--- start GIVEN ENTRIES ---

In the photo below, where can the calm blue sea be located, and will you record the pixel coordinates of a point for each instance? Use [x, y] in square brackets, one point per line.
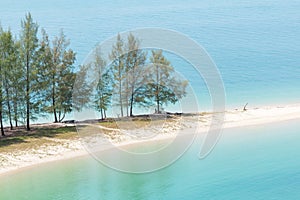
[255, 44]
[258, 163]
[256, 47]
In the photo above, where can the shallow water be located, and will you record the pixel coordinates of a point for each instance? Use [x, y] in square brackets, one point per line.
[255, 44]
[259, 162]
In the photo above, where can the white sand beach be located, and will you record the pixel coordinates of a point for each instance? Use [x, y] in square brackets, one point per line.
[66, 148]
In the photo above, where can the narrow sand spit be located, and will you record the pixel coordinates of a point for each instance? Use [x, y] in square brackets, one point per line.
[67, 148]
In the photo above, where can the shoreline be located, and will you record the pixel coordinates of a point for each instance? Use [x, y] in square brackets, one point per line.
[68, 149]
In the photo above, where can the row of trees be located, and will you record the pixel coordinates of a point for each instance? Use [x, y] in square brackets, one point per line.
[36, 75]
[134, 79]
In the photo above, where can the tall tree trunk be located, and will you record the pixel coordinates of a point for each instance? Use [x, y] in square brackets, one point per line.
[1, 117]
[9, 107]
[101, 111]
[157, 90]
[53, 99]
[1, 121]
[131, 104]
[15, 105]
[27, 95]
[120, 93]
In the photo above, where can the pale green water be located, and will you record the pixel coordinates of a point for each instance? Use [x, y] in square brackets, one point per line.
[248, 163]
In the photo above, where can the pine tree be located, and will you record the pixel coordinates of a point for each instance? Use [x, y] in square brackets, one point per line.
[28, 48]
[136, 75]
[103, 91]
[57, 68]
[164, 87]
[118, 71]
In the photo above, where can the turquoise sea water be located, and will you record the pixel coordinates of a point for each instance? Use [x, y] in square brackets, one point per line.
[256, 46]
[259, 162]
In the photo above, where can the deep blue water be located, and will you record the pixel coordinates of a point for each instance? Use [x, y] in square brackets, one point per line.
[255, 44]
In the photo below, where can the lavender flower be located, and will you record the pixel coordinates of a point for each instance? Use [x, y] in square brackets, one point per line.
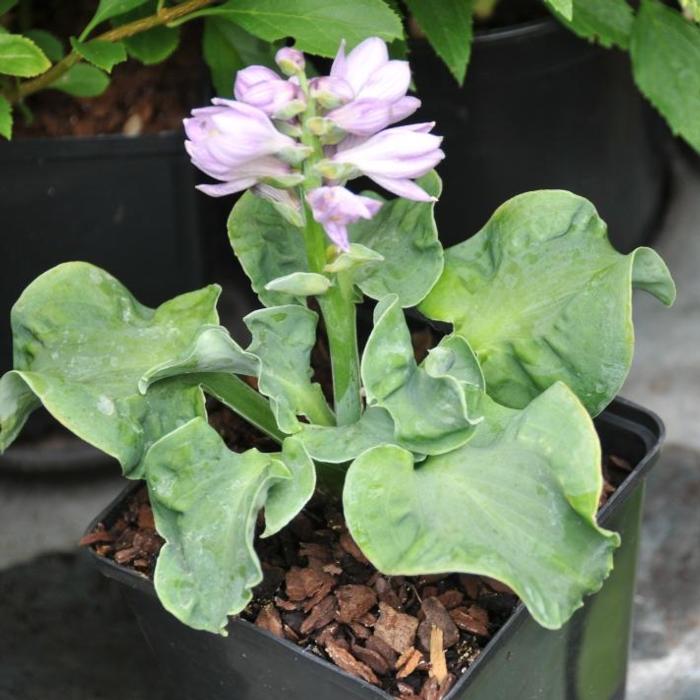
[379, 86]
[237, 144]
[393, 158]
[336, 208]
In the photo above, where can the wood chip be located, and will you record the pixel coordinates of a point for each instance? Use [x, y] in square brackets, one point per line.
[350, 546]
[346, 661]
[438, 665]
[269, 619]
[451, 598]
[305, 583]
[434, 614]
[372, 658]
[320, 616]
[354, 601]
[410, 665]
[397, 629]
[472, 619]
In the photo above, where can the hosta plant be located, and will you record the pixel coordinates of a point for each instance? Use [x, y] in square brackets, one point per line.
[480, 458]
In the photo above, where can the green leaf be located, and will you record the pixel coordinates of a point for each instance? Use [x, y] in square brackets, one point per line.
[5, 118]
[283, 337]
[517, 503]
[404, 233]
[286, 498]
[227, 48]
[21, 56]
[448, 26]
[7, 5]
[82, 81]
[107, 9]
[82, 343]
[563, 7]
[342, 443]
[665, 51]
[153, 46]
[205, 500]
[449, 382]
[266, 245]
[49, 43]
[608, 22]
[212, 350]
[300, 284]
[691, 9]
[103, 54]
[316, 26]
[542, 296]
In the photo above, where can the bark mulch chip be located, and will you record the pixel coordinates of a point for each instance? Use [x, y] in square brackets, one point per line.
[411, 636]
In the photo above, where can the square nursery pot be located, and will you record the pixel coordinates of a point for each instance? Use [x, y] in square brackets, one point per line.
[542, 108]
[127, 204]
[585, 660]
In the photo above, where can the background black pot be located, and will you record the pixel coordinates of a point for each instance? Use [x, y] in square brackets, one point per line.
[541, 108]
[585, 660]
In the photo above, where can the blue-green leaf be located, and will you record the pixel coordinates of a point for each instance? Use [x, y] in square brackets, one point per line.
[81, 345]
[542, 296]
[517, 503]
[449, 382]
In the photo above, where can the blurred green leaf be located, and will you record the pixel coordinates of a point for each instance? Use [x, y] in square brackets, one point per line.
[103, 54]
[665, 50]
[21, 56]
[82, 80]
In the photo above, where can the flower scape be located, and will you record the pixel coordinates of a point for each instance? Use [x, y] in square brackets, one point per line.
[474, 457]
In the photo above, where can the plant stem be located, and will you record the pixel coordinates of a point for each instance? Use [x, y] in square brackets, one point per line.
[138, 26]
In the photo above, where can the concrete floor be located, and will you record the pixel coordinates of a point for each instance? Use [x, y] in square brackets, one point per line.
[53, 641]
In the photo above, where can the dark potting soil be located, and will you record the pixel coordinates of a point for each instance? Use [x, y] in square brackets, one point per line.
[411, 636]
[139, 100]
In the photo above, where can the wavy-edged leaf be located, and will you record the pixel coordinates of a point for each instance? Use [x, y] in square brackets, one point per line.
[404, 233]
[448, 26]
[81, 344]
[21, 57]
[317, 26]
[283, 337]
[212, 350]
[49, 43]
[517, 503]
[435, 405]
[300, 284]
[563, 7]
[542, 296]
[103, 54]
[205, 500]
[287, 497]
[342, 443]
[267, 246]
[607, 22]
[665, 52]
[107, 9]
[82, 80]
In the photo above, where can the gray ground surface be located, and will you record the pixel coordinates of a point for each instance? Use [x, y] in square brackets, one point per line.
[65, 634]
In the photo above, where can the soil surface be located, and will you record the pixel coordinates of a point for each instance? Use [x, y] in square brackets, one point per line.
[139, 100]
[411, 636]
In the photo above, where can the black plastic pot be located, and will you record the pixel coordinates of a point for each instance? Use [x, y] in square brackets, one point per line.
[126, 204]
[585, 660]
[541, 108]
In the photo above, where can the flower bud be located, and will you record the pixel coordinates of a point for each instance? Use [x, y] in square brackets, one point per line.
[330, 92]
[290, 60]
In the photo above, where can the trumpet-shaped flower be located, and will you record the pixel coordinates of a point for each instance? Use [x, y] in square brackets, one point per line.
[394, 157]
[379, 87]
[335, 208]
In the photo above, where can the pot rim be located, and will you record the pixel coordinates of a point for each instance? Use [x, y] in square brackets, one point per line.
[621, 414]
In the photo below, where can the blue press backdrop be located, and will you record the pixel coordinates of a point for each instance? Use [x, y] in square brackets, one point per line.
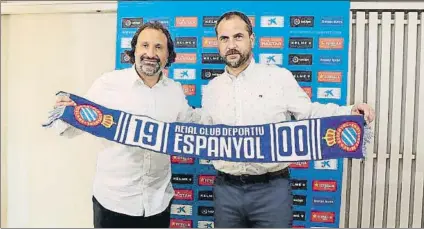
[310, 38]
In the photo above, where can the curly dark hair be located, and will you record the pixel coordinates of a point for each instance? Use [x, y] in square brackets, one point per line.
[158, 26]
[232, 14]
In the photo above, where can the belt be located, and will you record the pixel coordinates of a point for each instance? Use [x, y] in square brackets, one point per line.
[251, 179]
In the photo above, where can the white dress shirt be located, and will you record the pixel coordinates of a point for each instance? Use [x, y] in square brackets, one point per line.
[261, 94]
[131, 180]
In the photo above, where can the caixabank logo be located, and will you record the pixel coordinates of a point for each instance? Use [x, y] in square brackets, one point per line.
[205, 195]
[211, 58]
[271, 42]
[299, 200]
[302, 21]
[299, 215]
[181, 223]
[324, 185]
[185, 42]
[208, 74]
[205, 211]
[183, 194]
[322, 201]
[130, 23]
[182, 160]
[205, 224]
[181, 209]
[300, 59]
[308, 91]
[323, 217]
[299, 184]
[301, 42]
[187, 22]
[299, 165]
[206, 180]
[186, 58]
[189, 89]
[331, 43]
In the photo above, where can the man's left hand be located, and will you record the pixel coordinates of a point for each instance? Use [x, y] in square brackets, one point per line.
[366, 110]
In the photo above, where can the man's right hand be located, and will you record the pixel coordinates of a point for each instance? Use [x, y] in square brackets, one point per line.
[64, 101]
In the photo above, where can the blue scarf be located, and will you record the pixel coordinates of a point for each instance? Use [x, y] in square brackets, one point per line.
[290, 141]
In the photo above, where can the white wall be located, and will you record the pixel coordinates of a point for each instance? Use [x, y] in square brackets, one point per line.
[49, 178]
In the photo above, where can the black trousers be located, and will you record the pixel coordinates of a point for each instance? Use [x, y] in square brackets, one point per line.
[104, 218]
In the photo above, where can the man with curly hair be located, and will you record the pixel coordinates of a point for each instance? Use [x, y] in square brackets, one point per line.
[132, 186]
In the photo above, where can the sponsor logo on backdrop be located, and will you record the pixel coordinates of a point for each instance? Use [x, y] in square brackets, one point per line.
[272, 21]
[322, 217]
[211, 58]
[189, 89]
[329, 93]
[299, 184]
[185, 42]
[181, 209]
[190, 22]
[302, 21]
[184, 74]
[271, 58]
[208, 74]
[205, 211]
[331, 43]
[182, 160]
[205, 224]
[209, 42]
[125, 59]
[271, 42]
[324, 185]
[302, 76]
[299, 165]
[318, 200]
[210, 21]
[299, 200]
[126, 42]
[206, 180]
[301, 42]
[332, 21]
[132, 22]
[182, 178]
[326, 164]
[183, 194]
[163, 21]
[203, 161]
[186, 58]
[205, 195]
[252, 20]
[181, 223]
[300, 59]
[330, 60]
[333, 77]
[299, 215]
[308, 91]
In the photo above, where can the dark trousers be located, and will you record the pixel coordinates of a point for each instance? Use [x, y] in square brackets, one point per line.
[263, 205]
[104, 218]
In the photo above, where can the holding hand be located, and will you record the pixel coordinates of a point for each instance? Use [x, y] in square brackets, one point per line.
[64, 101]
[366, 110]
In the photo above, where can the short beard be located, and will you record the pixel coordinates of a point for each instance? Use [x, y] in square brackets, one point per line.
[149, 70]
[242, 60]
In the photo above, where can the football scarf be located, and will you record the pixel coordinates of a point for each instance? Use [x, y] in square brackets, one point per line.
[290, 141]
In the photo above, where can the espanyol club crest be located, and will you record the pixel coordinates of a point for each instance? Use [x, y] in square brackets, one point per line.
[91, 116]
[347, 136]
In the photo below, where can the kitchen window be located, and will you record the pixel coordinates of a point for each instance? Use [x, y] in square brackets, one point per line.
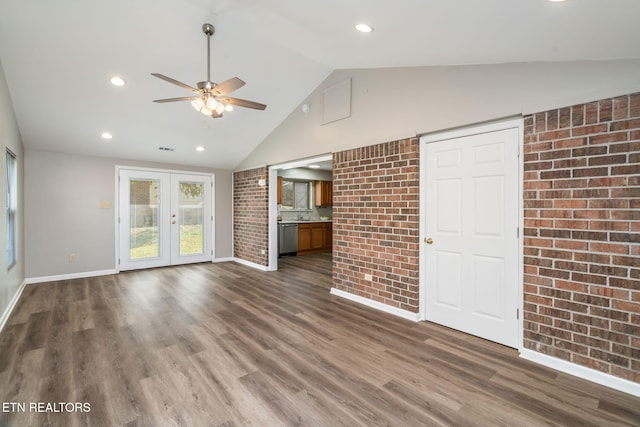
[12, 208]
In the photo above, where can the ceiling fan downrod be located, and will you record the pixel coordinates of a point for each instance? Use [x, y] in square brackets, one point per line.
[208, 29]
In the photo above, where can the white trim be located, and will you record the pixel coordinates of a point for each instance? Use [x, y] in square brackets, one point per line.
[583, 372]
[70, 276]
[273, 219]
[12, 305]
[250, 264]
[514, 122]
[408, 315]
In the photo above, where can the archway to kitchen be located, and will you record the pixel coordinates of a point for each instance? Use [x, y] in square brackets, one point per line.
[300, 208]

--- end GIVEN ENTRIES ---

→ **REQUIREMENT**
Reproduce word for word the lines of the listing that run from the line containing "In the photo above, where can the archway" through the end of the listing, including both of those lines.

→ **THE RESULT**
In the photo above, where can the archway to kitchen be located, and will you record the pixel coordinates of a point for each instance? Use [x, y] in square brackets, one point per line.
[300, 208]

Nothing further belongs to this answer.